- Task item: Beginning with the line that contains "Reviewer note: every instance of the black", restate each line below through the final one exactly, and exclude the pictures.

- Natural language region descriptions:
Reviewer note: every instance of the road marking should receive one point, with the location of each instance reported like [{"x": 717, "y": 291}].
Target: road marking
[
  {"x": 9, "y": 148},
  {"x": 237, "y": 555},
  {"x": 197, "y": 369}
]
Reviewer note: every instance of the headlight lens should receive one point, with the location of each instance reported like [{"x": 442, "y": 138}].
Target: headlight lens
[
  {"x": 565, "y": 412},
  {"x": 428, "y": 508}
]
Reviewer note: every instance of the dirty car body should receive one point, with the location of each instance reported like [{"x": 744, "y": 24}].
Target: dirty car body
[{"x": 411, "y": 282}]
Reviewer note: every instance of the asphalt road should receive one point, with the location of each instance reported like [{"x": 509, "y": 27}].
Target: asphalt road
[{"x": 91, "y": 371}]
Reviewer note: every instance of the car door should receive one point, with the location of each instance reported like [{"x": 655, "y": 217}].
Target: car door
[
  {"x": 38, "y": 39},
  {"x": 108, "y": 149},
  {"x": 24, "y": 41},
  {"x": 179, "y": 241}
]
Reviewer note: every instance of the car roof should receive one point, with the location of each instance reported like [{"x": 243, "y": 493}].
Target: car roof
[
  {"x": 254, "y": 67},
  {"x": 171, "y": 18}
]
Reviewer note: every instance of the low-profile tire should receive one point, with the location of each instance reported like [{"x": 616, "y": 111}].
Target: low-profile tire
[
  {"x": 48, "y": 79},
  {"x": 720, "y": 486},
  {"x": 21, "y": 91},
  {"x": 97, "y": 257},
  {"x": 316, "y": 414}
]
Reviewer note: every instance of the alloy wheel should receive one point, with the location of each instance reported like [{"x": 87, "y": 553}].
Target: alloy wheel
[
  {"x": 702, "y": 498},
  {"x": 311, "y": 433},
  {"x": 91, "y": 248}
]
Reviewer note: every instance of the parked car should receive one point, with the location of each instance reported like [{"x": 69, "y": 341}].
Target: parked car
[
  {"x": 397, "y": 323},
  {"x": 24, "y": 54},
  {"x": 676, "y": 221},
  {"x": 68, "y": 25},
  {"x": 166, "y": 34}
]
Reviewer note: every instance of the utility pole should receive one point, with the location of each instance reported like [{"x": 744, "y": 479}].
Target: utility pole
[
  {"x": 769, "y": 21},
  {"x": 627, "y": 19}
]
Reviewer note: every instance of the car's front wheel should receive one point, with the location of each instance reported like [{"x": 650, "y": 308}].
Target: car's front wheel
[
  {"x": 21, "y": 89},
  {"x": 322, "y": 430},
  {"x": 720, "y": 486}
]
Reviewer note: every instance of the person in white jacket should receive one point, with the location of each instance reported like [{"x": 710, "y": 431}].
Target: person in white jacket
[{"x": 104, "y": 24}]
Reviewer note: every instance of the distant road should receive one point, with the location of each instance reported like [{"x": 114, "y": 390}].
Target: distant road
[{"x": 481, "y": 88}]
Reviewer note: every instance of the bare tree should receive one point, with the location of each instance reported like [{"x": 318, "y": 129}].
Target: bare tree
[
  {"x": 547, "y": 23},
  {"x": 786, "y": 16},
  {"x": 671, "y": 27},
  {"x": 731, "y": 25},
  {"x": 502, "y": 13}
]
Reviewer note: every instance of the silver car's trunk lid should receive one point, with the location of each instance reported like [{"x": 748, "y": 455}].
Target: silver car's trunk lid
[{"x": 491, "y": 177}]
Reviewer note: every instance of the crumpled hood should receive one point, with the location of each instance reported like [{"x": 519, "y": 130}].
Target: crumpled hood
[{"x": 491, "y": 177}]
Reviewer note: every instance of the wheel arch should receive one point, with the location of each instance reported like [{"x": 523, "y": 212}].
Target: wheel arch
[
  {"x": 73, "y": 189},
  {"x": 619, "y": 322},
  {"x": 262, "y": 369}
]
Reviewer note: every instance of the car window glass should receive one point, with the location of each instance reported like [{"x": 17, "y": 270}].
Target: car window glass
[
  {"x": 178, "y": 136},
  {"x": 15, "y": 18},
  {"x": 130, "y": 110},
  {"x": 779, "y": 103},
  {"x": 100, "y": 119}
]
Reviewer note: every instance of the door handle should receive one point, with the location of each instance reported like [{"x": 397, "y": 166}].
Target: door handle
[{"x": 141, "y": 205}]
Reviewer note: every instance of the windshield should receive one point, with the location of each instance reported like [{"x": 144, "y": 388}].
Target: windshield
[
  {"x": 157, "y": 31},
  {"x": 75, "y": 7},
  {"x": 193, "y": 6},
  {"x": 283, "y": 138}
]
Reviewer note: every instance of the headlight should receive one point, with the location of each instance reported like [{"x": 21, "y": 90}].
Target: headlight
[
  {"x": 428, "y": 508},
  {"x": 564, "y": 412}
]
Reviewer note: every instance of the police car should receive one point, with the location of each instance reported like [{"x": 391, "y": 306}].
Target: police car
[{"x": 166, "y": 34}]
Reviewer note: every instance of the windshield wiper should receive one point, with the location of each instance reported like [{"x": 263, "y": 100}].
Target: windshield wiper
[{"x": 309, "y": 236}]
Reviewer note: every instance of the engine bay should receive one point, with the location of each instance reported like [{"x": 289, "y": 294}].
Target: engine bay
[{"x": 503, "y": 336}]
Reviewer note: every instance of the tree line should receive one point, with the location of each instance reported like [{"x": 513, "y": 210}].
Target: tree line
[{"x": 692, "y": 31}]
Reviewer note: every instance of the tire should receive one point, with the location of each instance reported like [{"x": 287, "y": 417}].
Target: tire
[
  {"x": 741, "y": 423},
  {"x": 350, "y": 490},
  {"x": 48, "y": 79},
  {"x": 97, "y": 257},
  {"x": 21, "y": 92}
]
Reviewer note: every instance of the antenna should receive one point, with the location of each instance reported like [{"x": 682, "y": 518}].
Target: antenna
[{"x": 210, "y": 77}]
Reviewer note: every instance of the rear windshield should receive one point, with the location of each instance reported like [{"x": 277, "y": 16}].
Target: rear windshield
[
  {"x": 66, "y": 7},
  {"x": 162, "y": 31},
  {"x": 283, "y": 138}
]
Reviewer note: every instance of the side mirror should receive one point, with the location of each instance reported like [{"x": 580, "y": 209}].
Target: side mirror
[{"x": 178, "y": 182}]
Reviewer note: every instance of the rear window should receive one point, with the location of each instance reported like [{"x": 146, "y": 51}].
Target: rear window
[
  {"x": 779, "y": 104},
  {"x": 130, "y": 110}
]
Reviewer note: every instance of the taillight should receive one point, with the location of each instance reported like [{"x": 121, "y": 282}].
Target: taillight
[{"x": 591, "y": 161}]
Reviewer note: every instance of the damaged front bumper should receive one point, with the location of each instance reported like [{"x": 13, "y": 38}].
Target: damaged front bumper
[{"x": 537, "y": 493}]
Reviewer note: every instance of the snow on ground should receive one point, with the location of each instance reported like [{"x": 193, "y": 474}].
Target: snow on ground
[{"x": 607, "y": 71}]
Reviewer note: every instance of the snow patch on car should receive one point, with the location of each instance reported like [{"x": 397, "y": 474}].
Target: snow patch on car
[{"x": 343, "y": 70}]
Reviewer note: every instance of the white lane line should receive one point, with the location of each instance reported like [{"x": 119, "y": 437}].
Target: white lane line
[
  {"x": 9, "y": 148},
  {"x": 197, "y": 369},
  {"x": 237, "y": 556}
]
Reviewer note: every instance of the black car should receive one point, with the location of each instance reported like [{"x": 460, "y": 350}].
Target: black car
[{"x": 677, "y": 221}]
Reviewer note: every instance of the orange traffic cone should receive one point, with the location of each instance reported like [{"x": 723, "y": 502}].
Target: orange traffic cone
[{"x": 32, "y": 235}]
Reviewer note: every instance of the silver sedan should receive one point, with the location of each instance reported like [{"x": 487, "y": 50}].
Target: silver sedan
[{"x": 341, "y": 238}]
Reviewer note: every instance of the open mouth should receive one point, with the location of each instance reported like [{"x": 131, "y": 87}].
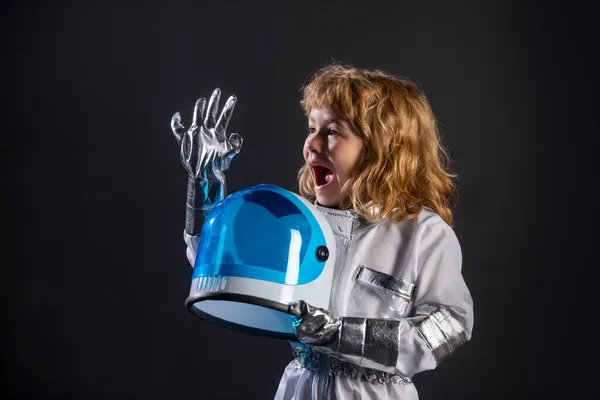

- Solution below:
Reviewer note: every instance of the black car should receive one point, with the location of each instance reported like [{"x": 460, "y": 350}].
Target: black car
[{"x": 677, "y": 221}]
Reviewer note: every instance of the orange traffic cone should receive one point, with the location of each instance reported like [{"x": 723, "y": 502}].
Target: orange traffic cone
[{"x": 32, "y": 235}]
Reviewer note: every instance of the silver sedan should receive one point, with the location of each instance reported like [{"x": 487, "y": 50}].
Target: silver sedan
[{"x": 341, "y": 238}]
Reviewer note: every instance of the open mouth should receive one point, with the location of each instance reported like [{"x": 131, "y": 87}].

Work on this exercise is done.